▶ [WHAT TO WORK ON] Can you change "every instance" to "each instance" in the records from the line containing "segment the purple leaf plant" through the end of the records, inclusive, and give those lines again with nothing else altered?

▶ [Dataset excerpt]
----

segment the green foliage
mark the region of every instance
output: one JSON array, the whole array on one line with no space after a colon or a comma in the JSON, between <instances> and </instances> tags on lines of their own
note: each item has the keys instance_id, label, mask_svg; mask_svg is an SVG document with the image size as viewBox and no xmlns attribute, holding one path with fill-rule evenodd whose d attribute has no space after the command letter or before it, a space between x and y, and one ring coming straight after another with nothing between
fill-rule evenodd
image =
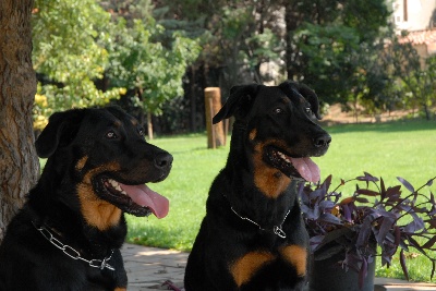
<instances>
[{"instance_id":1,"label":"green foliage","mask_svg":"<svg viewBox=\"0 0 436 291\"><path fill-rule=\"evenodd\" d=\"M120 88L102 92L94 84L101 78L108 52L96 39L110 20L94 0L37 0L33 14L33 63L48 80L37 94L46 96L47 108L36 112L107 104L120 96Z\"/></svg>"},{"instance_id":2,"label":"green foliage","mask_svg":"<svg viewBox=\"0 0 436 291\"><path fill-rule=\"evenodd\" d=\"M401 101L408 108L421 107L429 120L429 108L436 101L436 57L428 57L424 61L410 43L400 41L396 36L390 40L384 61L389 64L389 70L399 84L399 92L403 96Z\"/></svg>"},{"instance_id":3,"label":"green foliage","mask_svg":"<svg viewBox=\"0 0 436 291\"><path fill-rule=\"evenodd\" d=\"M165 101L183 95L182 77L199 53L197 41L180 32L172 34L170 47L164 46L156 40L164 32L150 16L147 22L133 20L131 26L119 17L106 43L111 85L135 90L134 105L154 114L161 113Z\"/></svg>"}]
</instances>

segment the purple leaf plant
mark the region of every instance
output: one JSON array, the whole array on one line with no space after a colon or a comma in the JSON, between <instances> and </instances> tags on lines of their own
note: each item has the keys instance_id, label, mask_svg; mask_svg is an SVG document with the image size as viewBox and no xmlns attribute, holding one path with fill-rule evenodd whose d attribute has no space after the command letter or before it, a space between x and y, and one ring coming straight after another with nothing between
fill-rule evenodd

----

▶ [OUTPUT FOR THIS TASK]
segment the purple leaf plant
mark the region of each instance
output: one JSON array, the whole array on one line with no space after a colon or a comma in the JSON, between <instances> and </instances> tags on lines of their own
note: each item has the keys instance_id, label, mask_svg; mask_svg is an SVG document with the image size as viewBox and no xmlns attribute, holding one path with fill-rule evenodd whose d attribute has no space after the command letter or before it, a space between x and y, and one ring coming straight after another with nothing between
fill-rule evenodd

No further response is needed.